Featured Research

Nursing Research Offers Unique Perspective in Treatments for Infants with Bronchiolitis

Bronchiolitis is one of the most common reasons for hospitalizations among children under two years of age. The respiratory syncytial virus (RSV) causes most bronchiolitis infections and is most prevalent in the winter months. The virus causes a lot of mucous and swelling, which results in a narrowing of the smallest airways in the lungs (bronchioles). The symptoms of bronchiolitis are like the common cold with runny nose, cough, and wheezing. However, in young children it can progress to a more severe illness, making it difficult for them to breathe and eat on their own

Coral Ringer

Coral Ringer, MN, RN, CPN, Nurse Consultant, Clinical Effectiveness, Quality and Safety Support

When a child is hospitalized with bronchiolitis, the treatment typically involves one of two suctioning methods to remove mucus from their nose. A nasal aspirator, or olive tip, may be inserted slightly into the baby’s nose to suction out mucus, or a deeper suction can be accomplished by inserting a catheter in the nose and suctioning the nasal airway, called nasopharyngeal (NP) suctioning. All forms of suctioning may cause some temporary distress in the infant, nasal trauma, sleep disruption, and caregiver duress. The insertion of a catheter into the nasal pharynx in NP suctioning introduces the risk of temporary drops in oxygen levels, gagging, low heart rate, swelling, bleeding and trauma to the airway. While hospitalized, nurses and respiratory therapists will partner in suctioning patients with bronchiolitis every 1 to 4 hours through the day and overnight.

Supplied records
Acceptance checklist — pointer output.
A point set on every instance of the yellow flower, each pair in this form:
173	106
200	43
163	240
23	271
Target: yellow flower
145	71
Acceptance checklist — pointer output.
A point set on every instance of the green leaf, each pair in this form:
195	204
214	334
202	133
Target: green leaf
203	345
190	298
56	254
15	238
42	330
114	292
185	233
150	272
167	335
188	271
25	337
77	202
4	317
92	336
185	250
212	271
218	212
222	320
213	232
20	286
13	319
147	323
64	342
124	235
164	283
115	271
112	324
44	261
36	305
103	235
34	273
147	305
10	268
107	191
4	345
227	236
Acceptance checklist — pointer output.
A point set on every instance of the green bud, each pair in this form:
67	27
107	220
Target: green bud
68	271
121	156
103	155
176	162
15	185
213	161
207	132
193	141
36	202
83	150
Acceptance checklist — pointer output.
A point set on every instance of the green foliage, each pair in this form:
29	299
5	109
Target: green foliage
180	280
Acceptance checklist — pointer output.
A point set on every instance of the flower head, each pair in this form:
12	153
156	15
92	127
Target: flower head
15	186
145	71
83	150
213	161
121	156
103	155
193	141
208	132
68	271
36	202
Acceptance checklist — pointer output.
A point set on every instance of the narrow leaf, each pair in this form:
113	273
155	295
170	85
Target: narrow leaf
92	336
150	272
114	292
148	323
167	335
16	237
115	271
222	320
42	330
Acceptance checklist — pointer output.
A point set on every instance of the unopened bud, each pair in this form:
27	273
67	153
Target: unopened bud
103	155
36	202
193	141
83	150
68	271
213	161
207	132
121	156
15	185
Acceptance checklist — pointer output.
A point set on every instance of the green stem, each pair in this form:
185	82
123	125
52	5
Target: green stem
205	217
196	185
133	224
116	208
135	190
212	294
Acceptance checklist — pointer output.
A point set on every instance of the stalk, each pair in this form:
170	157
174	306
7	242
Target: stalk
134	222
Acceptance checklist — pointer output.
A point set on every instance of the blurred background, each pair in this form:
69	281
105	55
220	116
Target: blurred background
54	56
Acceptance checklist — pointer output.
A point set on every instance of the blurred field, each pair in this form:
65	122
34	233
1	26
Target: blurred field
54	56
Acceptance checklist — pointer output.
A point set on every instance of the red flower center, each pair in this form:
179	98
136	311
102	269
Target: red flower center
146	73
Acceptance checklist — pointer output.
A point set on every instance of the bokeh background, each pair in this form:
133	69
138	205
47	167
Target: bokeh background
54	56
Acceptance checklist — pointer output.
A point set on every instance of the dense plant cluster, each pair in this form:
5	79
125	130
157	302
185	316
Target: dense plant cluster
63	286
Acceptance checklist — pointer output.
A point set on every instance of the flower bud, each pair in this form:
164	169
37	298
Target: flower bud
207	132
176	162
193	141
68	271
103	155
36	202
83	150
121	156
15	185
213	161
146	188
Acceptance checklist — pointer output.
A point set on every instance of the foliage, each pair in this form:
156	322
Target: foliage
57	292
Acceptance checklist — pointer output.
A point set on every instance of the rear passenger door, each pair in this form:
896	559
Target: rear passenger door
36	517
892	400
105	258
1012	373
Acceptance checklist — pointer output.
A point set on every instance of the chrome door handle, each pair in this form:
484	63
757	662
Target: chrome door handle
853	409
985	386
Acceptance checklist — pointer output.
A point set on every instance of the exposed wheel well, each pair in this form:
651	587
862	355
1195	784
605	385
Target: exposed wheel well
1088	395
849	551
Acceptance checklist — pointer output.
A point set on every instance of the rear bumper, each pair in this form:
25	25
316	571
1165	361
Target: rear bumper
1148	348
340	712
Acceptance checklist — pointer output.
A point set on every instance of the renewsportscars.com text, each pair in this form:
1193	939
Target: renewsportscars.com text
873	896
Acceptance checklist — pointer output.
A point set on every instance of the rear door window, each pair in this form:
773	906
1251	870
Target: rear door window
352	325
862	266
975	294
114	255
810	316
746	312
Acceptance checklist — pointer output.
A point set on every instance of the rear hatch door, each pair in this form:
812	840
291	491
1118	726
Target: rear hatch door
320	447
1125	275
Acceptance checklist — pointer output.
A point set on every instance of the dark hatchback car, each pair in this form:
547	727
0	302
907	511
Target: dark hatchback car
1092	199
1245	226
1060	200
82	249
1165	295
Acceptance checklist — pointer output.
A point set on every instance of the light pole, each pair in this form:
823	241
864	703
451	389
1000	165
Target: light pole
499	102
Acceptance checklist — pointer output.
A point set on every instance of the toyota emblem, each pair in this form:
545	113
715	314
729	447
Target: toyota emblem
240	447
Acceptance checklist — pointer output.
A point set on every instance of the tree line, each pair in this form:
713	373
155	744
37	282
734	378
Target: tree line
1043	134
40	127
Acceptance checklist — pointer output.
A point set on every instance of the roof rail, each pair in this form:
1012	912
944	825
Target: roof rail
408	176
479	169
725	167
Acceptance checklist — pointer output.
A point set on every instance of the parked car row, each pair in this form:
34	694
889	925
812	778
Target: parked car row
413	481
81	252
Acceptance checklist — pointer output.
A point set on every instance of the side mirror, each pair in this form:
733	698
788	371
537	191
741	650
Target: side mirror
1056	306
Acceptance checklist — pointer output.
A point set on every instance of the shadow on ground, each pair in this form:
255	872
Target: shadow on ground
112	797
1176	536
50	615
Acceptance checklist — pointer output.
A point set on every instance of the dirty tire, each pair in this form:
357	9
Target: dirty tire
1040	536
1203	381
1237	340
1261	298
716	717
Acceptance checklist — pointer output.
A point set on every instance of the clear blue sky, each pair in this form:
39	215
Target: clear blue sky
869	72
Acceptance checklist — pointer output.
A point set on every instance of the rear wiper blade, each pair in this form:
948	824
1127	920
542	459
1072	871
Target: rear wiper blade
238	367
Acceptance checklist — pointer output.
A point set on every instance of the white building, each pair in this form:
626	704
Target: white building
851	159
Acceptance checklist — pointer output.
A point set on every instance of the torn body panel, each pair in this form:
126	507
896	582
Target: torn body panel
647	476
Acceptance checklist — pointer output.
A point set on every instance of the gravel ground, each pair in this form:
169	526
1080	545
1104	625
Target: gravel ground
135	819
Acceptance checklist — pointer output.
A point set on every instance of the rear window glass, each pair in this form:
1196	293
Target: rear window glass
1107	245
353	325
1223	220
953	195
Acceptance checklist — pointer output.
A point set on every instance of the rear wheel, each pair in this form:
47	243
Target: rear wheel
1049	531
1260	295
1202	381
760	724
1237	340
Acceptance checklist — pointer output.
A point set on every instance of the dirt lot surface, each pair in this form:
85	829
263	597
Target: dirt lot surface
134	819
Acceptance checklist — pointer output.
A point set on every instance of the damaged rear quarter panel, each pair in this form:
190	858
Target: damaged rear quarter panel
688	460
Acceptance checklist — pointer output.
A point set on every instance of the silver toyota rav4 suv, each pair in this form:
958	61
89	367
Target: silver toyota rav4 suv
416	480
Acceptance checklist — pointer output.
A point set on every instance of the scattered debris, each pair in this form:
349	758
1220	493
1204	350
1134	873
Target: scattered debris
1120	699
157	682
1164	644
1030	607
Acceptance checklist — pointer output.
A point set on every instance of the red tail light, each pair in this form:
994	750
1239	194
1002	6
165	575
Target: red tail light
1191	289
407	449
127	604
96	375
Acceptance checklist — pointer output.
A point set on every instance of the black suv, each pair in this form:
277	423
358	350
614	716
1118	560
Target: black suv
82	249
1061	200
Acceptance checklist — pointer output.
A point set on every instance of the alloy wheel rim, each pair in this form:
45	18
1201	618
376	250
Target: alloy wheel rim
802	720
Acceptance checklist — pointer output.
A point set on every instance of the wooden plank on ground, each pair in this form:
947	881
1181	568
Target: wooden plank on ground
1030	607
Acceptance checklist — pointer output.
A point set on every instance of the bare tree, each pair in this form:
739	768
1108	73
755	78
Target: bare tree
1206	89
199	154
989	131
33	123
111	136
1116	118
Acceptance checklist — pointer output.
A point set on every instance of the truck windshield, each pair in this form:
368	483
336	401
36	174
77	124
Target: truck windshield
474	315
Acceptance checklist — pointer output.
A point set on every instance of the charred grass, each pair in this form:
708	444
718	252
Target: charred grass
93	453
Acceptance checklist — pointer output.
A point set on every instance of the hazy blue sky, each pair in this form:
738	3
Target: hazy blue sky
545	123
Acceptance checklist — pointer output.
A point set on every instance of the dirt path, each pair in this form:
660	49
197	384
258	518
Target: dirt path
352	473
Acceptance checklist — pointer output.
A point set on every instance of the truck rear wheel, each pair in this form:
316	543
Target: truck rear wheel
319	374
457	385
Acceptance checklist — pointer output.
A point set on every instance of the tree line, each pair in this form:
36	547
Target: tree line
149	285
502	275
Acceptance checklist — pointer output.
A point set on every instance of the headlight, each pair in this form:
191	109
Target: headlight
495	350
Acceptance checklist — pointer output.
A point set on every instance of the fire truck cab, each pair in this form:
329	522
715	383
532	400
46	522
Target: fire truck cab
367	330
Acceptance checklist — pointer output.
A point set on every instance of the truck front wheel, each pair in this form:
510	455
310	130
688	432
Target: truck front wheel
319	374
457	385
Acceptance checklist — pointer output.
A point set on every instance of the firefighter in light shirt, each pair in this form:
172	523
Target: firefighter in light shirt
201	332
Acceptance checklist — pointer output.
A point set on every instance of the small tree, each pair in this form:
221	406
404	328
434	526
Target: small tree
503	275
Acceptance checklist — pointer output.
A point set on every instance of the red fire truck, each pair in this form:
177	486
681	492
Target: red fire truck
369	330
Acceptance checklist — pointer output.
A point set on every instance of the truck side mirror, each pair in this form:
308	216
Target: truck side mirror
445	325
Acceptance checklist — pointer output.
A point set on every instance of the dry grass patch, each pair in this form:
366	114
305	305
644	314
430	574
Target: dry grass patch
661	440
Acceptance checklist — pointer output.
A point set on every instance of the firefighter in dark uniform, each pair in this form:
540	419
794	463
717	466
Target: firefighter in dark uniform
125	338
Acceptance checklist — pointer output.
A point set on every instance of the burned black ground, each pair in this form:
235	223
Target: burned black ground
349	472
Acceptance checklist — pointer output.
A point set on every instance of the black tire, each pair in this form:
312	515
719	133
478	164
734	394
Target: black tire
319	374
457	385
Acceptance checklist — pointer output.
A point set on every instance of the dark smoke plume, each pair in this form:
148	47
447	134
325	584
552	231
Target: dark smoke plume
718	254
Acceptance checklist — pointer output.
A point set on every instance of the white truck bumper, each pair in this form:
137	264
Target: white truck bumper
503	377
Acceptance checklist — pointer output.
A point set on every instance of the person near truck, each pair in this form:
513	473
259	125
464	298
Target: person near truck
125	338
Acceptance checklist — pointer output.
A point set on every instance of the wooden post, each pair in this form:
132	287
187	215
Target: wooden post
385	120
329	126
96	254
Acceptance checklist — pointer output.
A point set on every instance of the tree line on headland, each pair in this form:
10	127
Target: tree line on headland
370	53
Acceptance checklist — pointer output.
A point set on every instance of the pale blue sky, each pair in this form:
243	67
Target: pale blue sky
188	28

Exercise requirements
A. Using the bronchiolitis article, answer:
(i) Which virus causes most bronchiolitis infections?
(ii) How often do nurses and respiratory therapists suction hospitalized patients with bronchiolitis?
(iii) What is Coral Ringer's position?
B. Rewrite the bronchiolitis article starting with "When a child" and going on through "day and overnight.", putting "soft tip" in place of "olive tip".
C. Extend the article on bronchiolitis treatment in infants beyond its final sentence.
The entries have no connection to the article on bronchiolitis.

Answers for each item
A.
(i) The respiratory syncytial virus (RSV).
(ii) Every 1 to 4 hours through the day and overnight.
(iii) Nurse Consultant, Clinical Effectiveness, Quality and Safety Support.

B.
When a child is hospitalized with bronchiolitis, the treatment typically involves one of two suctioning methods to remove mucus from their nose. A nasal aspirator, or soft tip, may be inserted slightly into the baby’s nose to suction out mucus, or a deeper suction can be accomplished by inserting a catheter in the nose and suctioning the nasal airway, called nasopharyngeal (NP) suctioning. All forms of suctioning may cause some temporary distress in the infant, nasal trauma, sleep disruption, and caregiver duress. The insertion of a catheter into the nasal pharynx in NP suctioning introduces the risk of temporary drops in oxygen levels, gagging, low heart rate, swelling, bleeding and trauma to the airway. While hospitalized, nurses and respiratory therapists will partner in suctioning patients with bronchiolitis every 1 to 4 hours through the day and overnight.

C.
Nurses, respiratory therapists and physicians at Seattle Children’s have frequently discussed which suction method provides the best results, but there was limited research indicating which was most effective. Previous research had looked at outcome measures such as hospital length of stay, but, medical unit nurses Coral Ringer and Rebecca (Becca) Enberg wanted to dive deeper and examine the impact of each suctioning method on a patient’s breathing. They partnered with respiratory therapist Robert (Rob) DiBlasi to conduct first-of-its-kind research on previously healthy children with bronchiolitis admitted to the medical unit.

“Nurses and respiratory therapists work together daily in the care of children at Seattle Children’s, says Coral. “To be able to collaborate with them in interdisciplinary research is really exciting and was possible because of funding received from a nursing research grant.”

Team in front of their poster

Rebecca Engberg, Coral Ringer and Robert DiBlasi at the American Association of Respiratory Care Conference.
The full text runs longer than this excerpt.